Stored items:
######

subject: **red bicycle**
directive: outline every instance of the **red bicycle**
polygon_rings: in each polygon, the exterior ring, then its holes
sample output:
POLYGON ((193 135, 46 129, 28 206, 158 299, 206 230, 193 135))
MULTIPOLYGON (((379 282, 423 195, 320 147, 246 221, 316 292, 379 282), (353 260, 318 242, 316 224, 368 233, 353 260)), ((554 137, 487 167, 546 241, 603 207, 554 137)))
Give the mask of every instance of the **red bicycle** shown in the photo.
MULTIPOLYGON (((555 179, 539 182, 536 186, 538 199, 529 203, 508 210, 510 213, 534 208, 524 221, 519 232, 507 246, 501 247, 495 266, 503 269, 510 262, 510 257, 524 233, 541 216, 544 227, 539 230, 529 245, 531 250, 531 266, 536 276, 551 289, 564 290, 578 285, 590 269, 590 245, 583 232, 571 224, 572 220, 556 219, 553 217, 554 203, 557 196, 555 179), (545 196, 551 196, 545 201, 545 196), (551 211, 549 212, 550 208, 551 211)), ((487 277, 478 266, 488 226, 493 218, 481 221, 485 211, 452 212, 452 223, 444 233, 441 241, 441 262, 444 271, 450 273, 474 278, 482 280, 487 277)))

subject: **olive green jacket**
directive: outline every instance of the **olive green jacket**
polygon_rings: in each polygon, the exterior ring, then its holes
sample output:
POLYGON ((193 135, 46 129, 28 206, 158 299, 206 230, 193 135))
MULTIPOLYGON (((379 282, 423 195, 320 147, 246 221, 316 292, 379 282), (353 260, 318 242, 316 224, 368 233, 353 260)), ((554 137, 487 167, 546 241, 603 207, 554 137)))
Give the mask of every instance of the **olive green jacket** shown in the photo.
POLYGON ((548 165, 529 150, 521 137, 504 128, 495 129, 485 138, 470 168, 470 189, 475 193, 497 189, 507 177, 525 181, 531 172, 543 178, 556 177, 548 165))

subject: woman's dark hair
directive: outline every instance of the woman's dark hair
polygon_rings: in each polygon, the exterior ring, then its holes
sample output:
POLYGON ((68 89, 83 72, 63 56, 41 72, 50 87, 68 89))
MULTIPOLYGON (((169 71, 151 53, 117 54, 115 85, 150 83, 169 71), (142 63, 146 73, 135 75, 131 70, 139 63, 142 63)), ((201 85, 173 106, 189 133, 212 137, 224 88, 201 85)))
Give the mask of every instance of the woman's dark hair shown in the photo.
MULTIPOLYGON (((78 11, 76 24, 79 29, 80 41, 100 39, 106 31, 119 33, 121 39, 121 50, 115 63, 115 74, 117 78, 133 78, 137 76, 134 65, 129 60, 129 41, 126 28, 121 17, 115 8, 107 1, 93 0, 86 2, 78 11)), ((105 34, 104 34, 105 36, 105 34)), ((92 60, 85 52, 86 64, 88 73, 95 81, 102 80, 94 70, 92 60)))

######

**WHAT TO DO**
Reproduce every stored item above line for line, with no changes.

**RESPONSE BELOW**
subject: **red bicycle**
directive: outline every instance of the **red bicycle**
polygon_rings: in each polygon, the exterior ring, then its holes
sample output:
POLYGON ((193 135, 46 129, 28 206, 158 299, 206 230, 193 135))
MULTIPOLYGON (((379 282, 423 195, 320 147, 246 221, 316 292, 379 282), (353 260, 318 242, 316 224, 368 233, 353 260)), ((554 137, 487 167, 546 241, 603 207, 554 137)))
Give the mask of every instance of the **red bicycle** shown in the photo.
MULTIPOLYGON (((555 179, 539 182, 536 186, 538 199, 529 203, 508 210, 510 213, 534 208, 524 221, 519 232, 507 246, 501 247, 495 266, 503 269, 510 262, 510 257, 524 233, 541 216, 544 227, 539 230, 529 245, 531 250, 531 266, 536 276, 551 289, 564 290, 578 285, 590 269, 590 245, 583 232, 571 224, 572 220, 556 219, 553 217, 554 203, 557 196, 555 179), (545 196, 551 196, 545 201, 545 196), (551 211, 549 212, 550 208, 551 211)), ((487 277, 478 266, 488 226, 493 218, 481 221, 485 211, 452 212, 452 223, 444 233, 441 241, 441 262, 444 271, 450 273, 474 278, 482 280, 487 277)))

subject: **olive green jacket**
directive: outline every instance of the **olive green jacket**
polygon_rings: in each polygon, the exterior ring, then its holes
sample output:
POLYGON ((193 135, 46 129, 28 206, 158 299, 206 230, 193 135))
MULTIPOLYGON (((379 282, 423 195, 320 147, 246 221, 316 292, 379 282), (353 260, 318 242, 316 224, 368 233, 353 260)), ((554 137, 487 167, 546 241, 603 207, 554 137)))
Give the mask of every instance of the **olive green jacket** shown in the photo.
POLYGON ((548 165, 529 150, 521 137, 504 128, 495 129, 485 138, 470 168, 470 189, 475 193, 497 189, 507 177, 525 181, 531 172, 543 178, 556 177, 548 165))

subject: woman's dark hair
directive: outline every instance of the woman's dark hair
polygon_rings: in each polygon, the exterior ring, then its holes
sample output:
POLYGON ((68 89, 83 72, 63 56, 41 72, 50 87, 68 89))
MULTIPOLYGON (((169 71, 151 53, 117 54, 115 85, 150 83, 169 71), (142 63, 146 73, 135 75, 131 70, 139 63, 142 63)), ((201 85, 173 106, 189 133, 212 137, 224 88, 201 85)))
Give the mask of every instance of the woman's dark hair shown in the photo.
MULTIPOLYGON (((78 11, 76 24, 79 29, 80 41, 100 39, 106 31, 119 33, 121 39, 121 50, 115 63, 115 74, 117 78, 133 78, 137 76, 134 65, 129 60, 129 41, 126 28, 121 17, 115 8, 107 1, 93 0, 86 2, 78 11)), ((105 34, 104 34, 105 36, 105 34)), ((92 60, 85 52, 86 64, 88 73, 95 81, 102 80, 94 70, 92 60)))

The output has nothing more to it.